== GIVEN ENTRIES ==

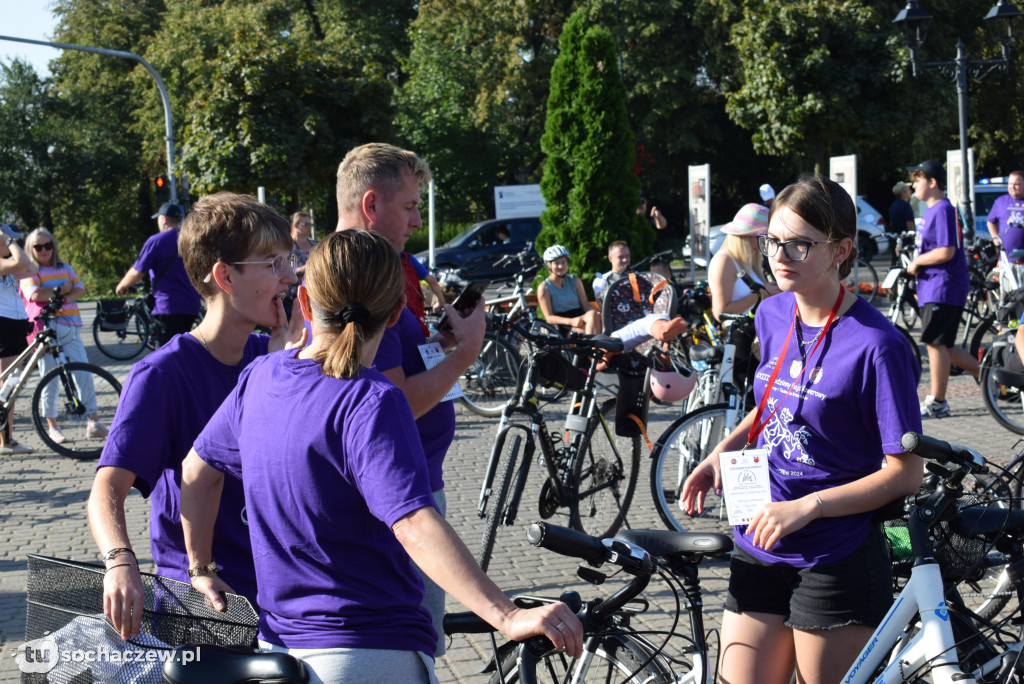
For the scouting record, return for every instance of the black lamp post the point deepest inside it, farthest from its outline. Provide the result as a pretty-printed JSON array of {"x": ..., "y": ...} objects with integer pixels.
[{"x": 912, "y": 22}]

===
== GIVEN ENTRIES ==

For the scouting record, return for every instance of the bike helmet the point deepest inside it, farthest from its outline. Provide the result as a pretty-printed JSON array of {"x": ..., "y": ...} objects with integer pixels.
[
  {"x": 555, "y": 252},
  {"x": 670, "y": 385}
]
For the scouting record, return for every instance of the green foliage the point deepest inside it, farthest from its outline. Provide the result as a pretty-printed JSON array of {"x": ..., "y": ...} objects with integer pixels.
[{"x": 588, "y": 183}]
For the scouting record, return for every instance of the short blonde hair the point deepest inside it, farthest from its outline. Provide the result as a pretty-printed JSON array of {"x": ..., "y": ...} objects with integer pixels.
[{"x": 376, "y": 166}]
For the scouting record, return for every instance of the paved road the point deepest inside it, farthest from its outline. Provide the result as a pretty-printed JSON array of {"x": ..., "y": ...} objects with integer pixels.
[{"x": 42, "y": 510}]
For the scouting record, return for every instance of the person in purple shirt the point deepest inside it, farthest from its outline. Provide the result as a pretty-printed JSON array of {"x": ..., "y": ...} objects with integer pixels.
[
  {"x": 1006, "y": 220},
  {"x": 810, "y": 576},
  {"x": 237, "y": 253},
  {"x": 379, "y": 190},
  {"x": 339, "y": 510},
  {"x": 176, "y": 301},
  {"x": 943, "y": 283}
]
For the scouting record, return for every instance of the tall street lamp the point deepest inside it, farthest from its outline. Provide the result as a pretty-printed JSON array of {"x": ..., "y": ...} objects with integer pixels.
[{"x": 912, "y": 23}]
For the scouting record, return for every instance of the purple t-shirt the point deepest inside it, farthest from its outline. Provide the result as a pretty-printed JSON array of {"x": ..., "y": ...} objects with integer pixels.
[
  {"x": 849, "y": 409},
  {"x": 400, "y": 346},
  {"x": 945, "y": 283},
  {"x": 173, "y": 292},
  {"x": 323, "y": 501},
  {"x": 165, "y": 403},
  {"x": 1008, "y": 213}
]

===
== GIVEN ENTRIES ==

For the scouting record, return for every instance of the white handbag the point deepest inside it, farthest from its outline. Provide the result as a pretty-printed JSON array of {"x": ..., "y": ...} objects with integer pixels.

===

→ PROMPT
How many of the lines above contain the string "short"? Case counts, so match capitals exactly, and reply with the number only.

→ SOLUTION FOR THIS PROBLEM
1